• **Set problem A**
Answer these questions using the social media reporting text:
(i) Which three terms does the text say do not necessarily capture the attention of the CEO?
(ii) Whose shoes does the text say to put on in place of your marketing shoes?
(iii) What does the text say matters more than daily metrics?
• **Set problem B**
Transcribe a passage of the social media reporting text verbatim. Start at the words "Compiling the right" and end after the words "upon for reports?".

• **Page text**
=====
Compiling the right social data can be difficult. What the executive team needs to see in order to understand the health of their brand is quite different than what the optimizer who is running campaigns wants to see. Some metrics will be more beneficial to one business/brand/job role than another. Not all benchmarks are the same. So therein lies the challenge – what do I need to measure and how can I make sure that it actually resonates with the right group of people when called upon for reports?
Most of us probably realize by now that dropping terms like status updates, followers, retweets, doesn’t necessarily capture the attention of the CEO; those types of metrics are not giving them the information they are looking for. So here a few items that might just peak their interest a bit more and provide them with the insight that helps you justify why you’ve put forth the effort to not only maintain, but expand your company’s influence in the ever broadening sphere of social:
Take off your shoes –
Yes – that’s what I said. Your shoes – your marketing shoes. And, put on the shoes of your executive director. They tend to think a little differently about social media measurement, so in turn, you might consider this also when reporting to them on the ROI of your programs. Use terminology that THEY will understand – leave out the jargon. Think 20,000-foot view and bottom line results. Daily metrics don’t matter as much as sales do. How is your time and effort in this area affecting that? That’s what they’re looking for – align your benchmarks with these types of items.
=====
(Object location annotation data)
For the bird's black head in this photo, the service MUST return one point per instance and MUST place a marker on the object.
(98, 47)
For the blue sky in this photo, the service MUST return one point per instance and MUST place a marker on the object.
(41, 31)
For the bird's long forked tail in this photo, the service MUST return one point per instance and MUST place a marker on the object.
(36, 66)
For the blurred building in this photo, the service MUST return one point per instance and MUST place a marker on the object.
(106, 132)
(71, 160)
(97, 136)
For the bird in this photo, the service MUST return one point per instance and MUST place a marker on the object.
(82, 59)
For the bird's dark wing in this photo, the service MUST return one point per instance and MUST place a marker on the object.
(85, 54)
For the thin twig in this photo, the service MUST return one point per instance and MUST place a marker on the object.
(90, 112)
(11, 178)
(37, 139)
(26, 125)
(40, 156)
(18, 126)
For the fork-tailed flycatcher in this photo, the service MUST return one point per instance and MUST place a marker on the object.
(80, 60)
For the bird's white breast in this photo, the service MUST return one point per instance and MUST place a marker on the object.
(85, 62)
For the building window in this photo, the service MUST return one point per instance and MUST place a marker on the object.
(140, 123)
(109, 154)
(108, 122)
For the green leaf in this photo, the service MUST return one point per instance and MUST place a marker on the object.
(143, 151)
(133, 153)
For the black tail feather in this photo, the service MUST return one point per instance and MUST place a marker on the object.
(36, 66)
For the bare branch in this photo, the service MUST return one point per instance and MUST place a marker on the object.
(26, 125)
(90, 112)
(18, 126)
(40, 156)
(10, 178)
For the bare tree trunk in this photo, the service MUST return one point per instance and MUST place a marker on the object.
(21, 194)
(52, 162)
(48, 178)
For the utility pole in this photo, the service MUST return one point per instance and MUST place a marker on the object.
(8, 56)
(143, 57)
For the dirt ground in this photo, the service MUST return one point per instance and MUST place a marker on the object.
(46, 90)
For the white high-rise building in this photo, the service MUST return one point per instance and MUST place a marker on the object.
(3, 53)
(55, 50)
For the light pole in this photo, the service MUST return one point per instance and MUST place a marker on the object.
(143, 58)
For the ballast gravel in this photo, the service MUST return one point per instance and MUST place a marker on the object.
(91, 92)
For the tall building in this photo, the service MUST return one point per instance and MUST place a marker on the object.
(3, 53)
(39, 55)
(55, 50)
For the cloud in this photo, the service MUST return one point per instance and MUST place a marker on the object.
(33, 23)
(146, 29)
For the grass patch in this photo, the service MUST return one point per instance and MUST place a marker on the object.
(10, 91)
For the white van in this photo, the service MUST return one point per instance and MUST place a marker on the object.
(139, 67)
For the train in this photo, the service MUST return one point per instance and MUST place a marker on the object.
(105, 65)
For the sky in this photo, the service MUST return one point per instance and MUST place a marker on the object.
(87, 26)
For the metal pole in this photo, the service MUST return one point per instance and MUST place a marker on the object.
=====
• **Problem solution A**
(i) Status updates, followers and retweets.
(ii) The shoes of your executive director.
(iii) Sales.

• **Problem solution B**
Compiling the right social data can be difficult. What the executive team needs to see in order to understand the health of their brand is quite different than what the optimizer who is running campaigns wants to see. Some metrics will be more beneficial to one business/brand/job role than another. Not all benchmarks are the same. So therein lies the challenge – what do I need to measure and how can I make sure that it actually resonates with the right group of people when called upon for reports?